Exactly the lines from the one containing "[locate] silhouetted landmass" through the end of the listing should be written out, both ends included, and nothing more.

== Material provided

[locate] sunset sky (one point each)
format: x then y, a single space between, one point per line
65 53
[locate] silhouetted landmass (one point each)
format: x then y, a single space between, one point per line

====

# Your response
[locate] silhouetted landmass (one point each)
format: x then y, a single space between, one point per line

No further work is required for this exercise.